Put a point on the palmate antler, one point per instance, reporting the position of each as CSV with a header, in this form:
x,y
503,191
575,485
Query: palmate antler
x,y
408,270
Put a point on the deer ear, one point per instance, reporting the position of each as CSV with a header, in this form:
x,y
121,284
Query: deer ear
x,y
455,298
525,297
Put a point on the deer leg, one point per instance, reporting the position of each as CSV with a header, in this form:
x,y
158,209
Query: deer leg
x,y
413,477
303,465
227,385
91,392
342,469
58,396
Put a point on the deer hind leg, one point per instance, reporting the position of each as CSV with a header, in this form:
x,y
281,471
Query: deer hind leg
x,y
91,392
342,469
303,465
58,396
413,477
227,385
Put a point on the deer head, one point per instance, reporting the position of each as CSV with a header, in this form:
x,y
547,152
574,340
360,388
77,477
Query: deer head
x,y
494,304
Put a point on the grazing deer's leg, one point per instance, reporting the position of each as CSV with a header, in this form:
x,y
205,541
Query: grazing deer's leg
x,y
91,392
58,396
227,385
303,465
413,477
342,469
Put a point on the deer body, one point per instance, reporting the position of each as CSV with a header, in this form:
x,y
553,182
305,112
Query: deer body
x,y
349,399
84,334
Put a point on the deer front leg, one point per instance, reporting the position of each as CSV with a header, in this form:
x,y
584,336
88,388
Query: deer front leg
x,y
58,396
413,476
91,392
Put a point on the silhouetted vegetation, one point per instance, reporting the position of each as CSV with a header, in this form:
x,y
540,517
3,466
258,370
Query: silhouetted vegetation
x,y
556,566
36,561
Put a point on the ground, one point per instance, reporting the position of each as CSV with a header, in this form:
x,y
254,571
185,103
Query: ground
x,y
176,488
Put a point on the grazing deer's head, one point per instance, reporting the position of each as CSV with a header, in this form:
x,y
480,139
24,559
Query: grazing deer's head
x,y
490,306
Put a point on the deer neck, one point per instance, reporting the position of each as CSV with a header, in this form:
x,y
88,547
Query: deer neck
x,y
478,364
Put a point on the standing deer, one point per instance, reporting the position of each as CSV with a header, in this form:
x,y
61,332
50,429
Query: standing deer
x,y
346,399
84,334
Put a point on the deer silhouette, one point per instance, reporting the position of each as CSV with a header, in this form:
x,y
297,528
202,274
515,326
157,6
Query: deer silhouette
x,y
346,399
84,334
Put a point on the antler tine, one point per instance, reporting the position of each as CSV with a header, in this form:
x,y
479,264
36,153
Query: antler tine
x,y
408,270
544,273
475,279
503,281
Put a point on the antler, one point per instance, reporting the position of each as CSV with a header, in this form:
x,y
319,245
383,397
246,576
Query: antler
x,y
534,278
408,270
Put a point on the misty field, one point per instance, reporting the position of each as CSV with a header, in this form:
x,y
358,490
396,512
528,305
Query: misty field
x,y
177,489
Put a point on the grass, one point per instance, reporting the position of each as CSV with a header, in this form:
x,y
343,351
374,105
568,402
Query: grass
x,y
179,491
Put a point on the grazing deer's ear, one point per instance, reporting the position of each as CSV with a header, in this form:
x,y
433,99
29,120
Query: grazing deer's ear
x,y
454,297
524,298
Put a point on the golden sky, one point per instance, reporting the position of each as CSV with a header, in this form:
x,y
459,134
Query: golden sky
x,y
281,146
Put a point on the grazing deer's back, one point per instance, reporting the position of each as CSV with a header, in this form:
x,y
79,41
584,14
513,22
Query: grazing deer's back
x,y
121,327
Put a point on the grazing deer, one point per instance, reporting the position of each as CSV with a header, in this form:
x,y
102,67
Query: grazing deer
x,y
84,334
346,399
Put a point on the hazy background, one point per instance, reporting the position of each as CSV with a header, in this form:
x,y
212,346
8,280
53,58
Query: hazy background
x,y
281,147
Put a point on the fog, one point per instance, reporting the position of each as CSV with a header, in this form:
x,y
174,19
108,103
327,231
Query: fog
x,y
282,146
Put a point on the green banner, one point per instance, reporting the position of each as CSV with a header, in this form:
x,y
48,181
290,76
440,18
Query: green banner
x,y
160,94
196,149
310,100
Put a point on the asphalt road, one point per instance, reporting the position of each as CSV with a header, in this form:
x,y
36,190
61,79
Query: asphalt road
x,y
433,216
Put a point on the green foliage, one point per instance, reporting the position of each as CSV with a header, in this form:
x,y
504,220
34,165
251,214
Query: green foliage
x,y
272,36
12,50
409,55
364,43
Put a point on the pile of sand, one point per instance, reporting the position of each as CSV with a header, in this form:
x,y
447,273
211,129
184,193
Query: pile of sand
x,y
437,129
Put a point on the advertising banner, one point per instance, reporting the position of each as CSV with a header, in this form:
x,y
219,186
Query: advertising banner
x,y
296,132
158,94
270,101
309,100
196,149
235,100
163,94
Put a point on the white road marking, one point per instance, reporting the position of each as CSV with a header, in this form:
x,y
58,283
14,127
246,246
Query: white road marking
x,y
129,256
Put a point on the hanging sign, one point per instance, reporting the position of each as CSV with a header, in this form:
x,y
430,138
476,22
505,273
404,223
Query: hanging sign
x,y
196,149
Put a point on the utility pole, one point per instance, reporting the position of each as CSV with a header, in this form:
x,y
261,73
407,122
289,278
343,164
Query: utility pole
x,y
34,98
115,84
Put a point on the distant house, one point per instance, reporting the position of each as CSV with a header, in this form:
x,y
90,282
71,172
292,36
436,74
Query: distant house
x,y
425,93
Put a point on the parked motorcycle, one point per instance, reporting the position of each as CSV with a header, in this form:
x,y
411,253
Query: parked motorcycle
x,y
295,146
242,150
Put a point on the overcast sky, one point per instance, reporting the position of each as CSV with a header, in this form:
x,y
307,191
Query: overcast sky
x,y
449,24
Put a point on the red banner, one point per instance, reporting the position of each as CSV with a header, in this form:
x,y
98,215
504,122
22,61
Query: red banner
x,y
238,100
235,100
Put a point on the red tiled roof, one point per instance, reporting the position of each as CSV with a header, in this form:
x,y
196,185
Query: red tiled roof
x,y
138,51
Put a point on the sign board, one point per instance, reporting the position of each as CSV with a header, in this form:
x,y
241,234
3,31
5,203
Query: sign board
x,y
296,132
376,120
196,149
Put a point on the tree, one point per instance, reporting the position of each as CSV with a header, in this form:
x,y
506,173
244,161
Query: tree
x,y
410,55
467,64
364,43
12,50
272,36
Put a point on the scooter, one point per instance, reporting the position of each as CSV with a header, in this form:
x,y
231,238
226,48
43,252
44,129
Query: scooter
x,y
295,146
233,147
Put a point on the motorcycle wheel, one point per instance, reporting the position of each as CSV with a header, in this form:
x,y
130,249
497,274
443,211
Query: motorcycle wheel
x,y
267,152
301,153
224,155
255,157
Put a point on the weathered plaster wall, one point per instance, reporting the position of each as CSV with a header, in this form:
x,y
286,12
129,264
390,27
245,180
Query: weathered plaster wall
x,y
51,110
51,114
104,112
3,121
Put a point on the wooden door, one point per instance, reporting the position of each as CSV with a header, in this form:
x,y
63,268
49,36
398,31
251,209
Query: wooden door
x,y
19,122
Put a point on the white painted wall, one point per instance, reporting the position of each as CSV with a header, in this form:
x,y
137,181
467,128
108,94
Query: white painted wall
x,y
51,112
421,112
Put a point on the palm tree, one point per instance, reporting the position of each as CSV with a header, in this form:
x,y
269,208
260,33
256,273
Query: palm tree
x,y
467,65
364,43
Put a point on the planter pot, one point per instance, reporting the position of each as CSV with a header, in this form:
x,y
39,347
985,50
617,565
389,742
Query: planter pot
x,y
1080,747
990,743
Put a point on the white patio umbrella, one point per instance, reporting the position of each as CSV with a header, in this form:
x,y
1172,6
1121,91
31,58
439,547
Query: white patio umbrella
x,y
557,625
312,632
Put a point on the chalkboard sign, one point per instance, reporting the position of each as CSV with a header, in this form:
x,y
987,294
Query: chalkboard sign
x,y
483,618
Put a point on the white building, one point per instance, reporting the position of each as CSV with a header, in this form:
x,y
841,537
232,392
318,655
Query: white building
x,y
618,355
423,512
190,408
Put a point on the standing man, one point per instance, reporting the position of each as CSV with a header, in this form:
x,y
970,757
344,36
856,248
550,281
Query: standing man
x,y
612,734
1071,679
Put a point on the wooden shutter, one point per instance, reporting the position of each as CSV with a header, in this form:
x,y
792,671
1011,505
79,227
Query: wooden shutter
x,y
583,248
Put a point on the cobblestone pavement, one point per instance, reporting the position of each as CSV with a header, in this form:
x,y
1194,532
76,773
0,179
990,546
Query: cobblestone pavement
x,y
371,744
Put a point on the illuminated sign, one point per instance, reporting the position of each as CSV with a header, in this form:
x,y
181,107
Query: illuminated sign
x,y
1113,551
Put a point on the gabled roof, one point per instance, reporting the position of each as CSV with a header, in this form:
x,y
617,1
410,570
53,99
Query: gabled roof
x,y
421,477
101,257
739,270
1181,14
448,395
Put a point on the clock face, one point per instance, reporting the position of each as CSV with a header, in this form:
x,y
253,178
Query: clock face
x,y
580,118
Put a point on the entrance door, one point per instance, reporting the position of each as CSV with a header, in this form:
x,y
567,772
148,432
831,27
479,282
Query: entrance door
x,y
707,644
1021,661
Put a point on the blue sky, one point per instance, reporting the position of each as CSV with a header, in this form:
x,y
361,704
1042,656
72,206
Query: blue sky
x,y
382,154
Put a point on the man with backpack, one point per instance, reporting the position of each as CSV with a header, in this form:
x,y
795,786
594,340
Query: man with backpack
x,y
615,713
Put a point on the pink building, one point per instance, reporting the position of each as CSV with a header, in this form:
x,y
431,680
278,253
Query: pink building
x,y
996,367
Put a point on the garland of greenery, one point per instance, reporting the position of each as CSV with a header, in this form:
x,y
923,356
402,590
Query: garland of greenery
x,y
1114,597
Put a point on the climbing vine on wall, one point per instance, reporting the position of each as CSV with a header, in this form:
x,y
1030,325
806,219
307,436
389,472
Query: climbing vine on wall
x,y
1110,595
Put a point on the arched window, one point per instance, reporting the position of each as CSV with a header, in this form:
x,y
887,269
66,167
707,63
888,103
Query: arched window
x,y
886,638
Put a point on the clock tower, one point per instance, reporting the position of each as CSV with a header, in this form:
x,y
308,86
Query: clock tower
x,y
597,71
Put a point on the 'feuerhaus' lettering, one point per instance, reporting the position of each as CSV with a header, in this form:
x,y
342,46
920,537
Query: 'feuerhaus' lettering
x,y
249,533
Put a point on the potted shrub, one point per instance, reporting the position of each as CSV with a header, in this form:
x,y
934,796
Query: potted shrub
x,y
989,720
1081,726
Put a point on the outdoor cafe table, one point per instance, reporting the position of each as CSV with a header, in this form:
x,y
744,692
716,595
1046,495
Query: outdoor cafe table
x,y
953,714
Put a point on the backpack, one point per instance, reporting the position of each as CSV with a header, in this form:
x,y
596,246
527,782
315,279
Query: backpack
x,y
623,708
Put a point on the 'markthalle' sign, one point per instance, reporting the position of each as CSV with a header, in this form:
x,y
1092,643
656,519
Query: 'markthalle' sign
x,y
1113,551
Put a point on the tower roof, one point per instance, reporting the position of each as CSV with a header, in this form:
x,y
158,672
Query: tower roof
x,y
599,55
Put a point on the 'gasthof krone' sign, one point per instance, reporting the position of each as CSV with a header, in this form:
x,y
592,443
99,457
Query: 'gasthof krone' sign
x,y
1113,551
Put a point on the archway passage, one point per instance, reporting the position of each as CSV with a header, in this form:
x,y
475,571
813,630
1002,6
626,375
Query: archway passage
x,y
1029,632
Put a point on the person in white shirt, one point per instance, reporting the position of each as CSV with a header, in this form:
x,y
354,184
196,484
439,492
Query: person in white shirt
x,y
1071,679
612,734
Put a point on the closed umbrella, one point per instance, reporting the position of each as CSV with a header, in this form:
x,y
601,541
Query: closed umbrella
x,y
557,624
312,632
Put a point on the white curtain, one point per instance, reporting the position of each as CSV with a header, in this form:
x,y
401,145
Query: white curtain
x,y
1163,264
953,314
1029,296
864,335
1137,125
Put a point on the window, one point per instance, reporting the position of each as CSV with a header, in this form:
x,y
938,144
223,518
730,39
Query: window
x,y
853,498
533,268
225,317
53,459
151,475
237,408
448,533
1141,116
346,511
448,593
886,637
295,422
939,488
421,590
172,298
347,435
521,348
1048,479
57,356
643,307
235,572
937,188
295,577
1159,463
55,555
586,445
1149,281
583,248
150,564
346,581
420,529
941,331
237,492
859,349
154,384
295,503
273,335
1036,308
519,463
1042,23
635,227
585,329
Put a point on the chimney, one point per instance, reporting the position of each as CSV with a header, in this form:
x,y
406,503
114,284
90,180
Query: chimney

• GIVEN TASK:
Reproduce without alteration the part of the listing that opens with the line containing "Put a point on the closed" and continues through the end of the listing, including both of these limits.

• SOLUTION FOR THIS PROBLEM:
Put a point on the closed umbrella, one point per instance, reporting the position of each as CSV with a header, in this form:
x,y
601,541
Query: closed umbrella
x,y
557,624
312,632
Put a point on the white curtain, one point per instance, reporting the position of each as CSV with a header, in this form:
x,y
401,145
Query: white curtain
x,y
1163,264
953,314
1029,296
864,335
1137,125
Put a point on the window, one point per instance, reporting the position of each as CSV with a header, in this form:
x,y
938,144
223,518
730,39
Query: window
x,y
853,498
533,268
225,317
53,459
151,475
237,408
448,533
1141,116
346,511
448,593
886,637
295,422
939,488
421,590
172,298
347,435
521,348
1048,479
57,356
643,307
235,572
937,188
295,577
1159,463
55,555
586,445
1149,281
583,248
150,564
346,581
420,529
941,331
237,492
859,349
154,384
295,503
273,335
1036,308
519,463
1042,23
635,227
585,329
Put a point on the chimney, one point per instance, reporting the position of each as CSV with a header, in this form:
x,y
406,503
114,284
90,180
Query: chimney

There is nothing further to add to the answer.